»»

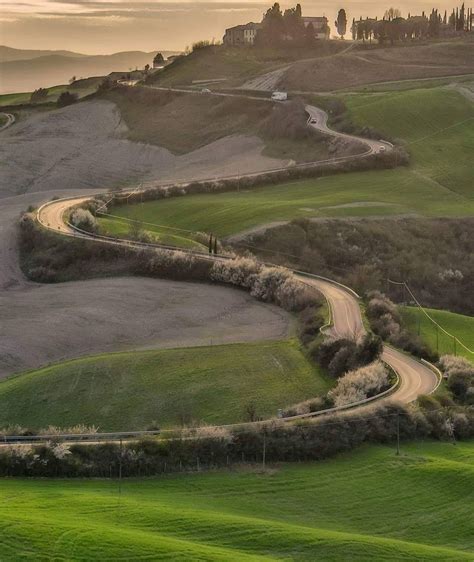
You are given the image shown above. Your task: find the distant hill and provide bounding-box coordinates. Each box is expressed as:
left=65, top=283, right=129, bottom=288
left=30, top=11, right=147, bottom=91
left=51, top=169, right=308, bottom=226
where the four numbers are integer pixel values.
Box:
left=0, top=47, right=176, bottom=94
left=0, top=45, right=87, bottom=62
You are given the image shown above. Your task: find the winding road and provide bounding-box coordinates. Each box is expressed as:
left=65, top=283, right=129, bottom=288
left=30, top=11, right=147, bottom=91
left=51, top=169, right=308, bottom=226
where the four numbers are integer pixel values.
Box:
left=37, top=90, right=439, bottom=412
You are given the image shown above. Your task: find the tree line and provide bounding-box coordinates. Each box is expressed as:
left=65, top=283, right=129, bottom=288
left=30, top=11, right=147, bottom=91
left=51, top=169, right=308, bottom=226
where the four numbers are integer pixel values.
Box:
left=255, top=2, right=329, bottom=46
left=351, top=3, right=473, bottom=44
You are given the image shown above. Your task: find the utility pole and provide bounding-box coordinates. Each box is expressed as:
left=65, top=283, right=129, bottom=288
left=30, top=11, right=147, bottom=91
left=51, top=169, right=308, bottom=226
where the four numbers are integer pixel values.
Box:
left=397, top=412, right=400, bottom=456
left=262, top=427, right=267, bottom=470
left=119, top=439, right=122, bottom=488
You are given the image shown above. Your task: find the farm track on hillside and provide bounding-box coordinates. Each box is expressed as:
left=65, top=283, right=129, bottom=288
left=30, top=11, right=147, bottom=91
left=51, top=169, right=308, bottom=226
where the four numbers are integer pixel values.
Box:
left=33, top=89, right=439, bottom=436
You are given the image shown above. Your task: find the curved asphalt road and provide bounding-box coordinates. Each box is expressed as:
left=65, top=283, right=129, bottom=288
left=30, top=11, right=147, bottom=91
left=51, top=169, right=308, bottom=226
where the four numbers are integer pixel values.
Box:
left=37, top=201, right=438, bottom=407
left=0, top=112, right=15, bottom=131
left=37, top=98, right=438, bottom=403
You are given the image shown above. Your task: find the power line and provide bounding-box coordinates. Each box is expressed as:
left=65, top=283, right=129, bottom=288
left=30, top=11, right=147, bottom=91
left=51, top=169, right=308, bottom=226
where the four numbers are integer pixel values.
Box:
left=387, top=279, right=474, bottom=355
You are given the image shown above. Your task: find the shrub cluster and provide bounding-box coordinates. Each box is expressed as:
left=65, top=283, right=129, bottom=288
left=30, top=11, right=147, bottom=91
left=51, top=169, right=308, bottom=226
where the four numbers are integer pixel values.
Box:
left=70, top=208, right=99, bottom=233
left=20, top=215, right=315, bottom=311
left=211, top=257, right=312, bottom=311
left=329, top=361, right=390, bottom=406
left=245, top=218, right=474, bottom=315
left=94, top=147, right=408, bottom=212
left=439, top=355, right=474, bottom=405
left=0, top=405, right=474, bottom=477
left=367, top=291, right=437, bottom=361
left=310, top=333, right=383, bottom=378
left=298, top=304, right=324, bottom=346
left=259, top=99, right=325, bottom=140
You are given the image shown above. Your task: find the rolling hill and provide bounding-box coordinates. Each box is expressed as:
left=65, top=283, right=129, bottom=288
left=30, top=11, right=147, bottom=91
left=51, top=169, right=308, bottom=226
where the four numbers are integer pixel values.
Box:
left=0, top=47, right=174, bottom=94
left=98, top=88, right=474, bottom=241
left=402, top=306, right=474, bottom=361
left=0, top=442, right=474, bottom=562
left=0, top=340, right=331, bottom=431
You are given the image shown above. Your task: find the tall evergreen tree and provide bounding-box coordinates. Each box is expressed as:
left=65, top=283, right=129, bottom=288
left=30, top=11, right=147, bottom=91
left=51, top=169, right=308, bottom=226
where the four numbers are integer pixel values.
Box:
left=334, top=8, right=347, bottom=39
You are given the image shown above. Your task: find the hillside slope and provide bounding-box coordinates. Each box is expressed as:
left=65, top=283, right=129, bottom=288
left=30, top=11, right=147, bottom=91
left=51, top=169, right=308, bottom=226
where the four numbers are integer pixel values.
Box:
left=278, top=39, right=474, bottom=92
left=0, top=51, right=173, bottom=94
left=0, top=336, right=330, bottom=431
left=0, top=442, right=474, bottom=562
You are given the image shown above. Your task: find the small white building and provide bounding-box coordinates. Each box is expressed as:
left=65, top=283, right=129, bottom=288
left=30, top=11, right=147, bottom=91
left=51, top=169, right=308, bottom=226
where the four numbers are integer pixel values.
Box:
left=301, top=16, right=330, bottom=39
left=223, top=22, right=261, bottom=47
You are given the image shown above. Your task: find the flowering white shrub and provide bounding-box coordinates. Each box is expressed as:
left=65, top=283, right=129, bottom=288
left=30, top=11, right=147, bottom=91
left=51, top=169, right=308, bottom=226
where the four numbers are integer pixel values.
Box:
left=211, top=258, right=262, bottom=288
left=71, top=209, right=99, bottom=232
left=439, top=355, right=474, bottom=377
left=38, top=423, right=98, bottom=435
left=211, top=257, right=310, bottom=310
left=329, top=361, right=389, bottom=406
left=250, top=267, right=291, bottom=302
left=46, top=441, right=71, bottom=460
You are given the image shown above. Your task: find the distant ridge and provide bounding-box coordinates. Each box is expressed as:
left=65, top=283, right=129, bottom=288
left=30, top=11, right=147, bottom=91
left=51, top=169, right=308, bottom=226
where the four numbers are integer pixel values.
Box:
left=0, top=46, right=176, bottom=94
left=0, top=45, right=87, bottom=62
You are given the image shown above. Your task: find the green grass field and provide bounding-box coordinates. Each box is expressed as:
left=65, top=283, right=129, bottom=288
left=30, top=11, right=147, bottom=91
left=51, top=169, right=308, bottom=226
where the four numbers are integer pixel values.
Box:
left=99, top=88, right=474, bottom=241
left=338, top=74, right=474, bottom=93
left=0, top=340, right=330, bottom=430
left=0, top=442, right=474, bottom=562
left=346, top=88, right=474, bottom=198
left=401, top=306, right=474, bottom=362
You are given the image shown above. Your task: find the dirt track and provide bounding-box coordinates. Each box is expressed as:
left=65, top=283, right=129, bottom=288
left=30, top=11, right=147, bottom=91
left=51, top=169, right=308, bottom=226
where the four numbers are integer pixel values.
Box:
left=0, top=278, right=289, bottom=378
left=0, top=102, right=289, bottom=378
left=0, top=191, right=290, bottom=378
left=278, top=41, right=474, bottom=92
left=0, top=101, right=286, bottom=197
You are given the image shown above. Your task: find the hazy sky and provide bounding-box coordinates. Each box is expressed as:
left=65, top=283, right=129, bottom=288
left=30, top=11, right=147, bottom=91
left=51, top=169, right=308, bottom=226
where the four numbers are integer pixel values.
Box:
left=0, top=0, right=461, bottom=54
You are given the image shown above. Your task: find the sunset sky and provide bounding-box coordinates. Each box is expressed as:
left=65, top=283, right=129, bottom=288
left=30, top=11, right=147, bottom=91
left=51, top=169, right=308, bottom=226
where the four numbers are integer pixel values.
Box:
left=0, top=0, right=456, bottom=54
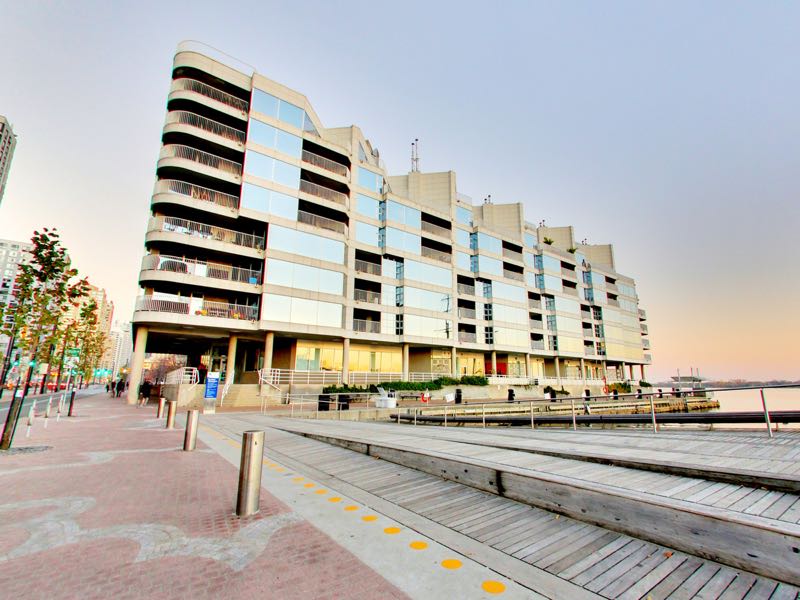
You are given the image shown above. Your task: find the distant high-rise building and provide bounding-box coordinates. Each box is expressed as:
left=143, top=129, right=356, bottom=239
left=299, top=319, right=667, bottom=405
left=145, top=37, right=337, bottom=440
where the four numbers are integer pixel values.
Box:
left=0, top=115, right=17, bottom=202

««
»»

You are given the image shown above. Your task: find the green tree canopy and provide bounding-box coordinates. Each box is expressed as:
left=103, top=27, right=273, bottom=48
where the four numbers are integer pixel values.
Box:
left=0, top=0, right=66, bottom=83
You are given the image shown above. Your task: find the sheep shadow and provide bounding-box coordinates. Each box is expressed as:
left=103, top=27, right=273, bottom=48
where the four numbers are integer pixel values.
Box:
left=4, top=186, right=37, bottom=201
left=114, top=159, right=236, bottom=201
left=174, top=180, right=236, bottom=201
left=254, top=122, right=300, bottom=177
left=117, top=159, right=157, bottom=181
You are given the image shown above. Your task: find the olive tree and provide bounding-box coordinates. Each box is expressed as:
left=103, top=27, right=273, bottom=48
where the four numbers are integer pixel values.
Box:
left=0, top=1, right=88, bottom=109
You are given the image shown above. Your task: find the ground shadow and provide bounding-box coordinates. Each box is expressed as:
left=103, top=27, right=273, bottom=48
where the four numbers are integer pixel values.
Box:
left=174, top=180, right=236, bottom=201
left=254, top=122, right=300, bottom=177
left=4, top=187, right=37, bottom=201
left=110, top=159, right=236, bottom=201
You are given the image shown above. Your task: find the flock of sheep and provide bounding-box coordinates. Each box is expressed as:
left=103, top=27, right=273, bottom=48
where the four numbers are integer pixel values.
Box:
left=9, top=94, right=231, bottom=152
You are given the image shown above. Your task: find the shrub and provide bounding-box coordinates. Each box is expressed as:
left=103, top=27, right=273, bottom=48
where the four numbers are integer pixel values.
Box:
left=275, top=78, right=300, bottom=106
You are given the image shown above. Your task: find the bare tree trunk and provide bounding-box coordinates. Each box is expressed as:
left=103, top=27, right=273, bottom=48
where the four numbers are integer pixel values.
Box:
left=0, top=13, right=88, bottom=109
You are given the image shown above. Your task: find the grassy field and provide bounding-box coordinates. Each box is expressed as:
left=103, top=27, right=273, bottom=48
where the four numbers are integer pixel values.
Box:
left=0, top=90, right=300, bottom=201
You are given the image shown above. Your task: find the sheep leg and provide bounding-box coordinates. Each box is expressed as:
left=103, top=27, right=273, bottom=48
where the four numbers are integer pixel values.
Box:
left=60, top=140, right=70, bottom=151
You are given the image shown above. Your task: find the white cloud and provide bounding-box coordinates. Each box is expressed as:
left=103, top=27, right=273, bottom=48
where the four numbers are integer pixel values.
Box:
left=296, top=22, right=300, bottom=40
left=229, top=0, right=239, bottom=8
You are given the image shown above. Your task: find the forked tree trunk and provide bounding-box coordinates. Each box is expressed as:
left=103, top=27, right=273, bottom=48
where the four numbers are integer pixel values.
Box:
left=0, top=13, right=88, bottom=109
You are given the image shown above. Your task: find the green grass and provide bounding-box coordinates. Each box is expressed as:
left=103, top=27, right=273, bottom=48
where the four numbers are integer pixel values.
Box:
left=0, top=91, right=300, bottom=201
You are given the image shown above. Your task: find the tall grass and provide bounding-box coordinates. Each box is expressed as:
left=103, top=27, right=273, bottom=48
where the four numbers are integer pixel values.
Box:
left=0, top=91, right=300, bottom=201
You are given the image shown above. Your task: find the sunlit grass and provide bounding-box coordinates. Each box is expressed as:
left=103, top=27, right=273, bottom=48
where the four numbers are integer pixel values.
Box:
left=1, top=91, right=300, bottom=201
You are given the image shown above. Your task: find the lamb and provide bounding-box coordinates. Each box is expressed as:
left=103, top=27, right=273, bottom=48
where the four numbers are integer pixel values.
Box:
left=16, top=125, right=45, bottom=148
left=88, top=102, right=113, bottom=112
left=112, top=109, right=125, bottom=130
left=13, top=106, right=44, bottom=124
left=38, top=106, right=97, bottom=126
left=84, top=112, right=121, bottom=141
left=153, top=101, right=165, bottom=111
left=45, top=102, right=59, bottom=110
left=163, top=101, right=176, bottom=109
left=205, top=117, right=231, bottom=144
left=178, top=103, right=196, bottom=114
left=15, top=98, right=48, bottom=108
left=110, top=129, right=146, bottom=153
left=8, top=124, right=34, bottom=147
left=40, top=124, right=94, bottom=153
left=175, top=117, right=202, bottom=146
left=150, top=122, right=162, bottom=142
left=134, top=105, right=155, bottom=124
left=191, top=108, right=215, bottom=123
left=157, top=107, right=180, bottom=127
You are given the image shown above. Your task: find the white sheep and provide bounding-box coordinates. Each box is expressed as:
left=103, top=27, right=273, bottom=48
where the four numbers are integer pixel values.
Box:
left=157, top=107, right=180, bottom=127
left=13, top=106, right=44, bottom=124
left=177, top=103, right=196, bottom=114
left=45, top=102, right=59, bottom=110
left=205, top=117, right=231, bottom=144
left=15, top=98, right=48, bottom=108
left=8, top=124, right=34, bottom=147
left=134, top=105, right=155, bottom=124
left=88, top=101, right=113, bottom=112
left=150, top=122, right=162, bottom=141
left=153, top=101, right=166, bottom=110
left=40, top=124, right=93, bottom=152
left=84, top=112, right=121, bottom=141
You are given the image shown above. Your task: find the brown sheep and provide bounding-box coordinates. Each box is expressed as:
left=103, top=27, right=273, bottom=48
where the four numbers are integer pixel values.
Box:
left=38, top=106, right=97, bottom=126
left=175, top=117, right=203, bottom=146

««

#### WORK INSTRUCTIONS
Rewrite the lines from the line with "find the lamb" up to and including the line with "left=153, top=101, right=165, bottom=111", putting "whole-number pixel values" in place of "integer pixel values" and leaving everything else unchanged.

#### RESULT
You are given the image shown above. Your task: find the lamb and provide bounding-box coordinates. Each box is expressed as:
left=103, top=27, right=273, bottom=48
where the four numbers are whole-number pixel values.
Box:
left=16, top=125, right=45, bottom=148
left=88, top=102, right=113, bottom=112
left=112, top=109, right=125, bottom=130
left=13, top=106, right=44, bottom=124
left=38, top=106, right=97, bottom=126
left=84, top=112, right=121, bottom=141
left=153, top=101, right=165, bottom=111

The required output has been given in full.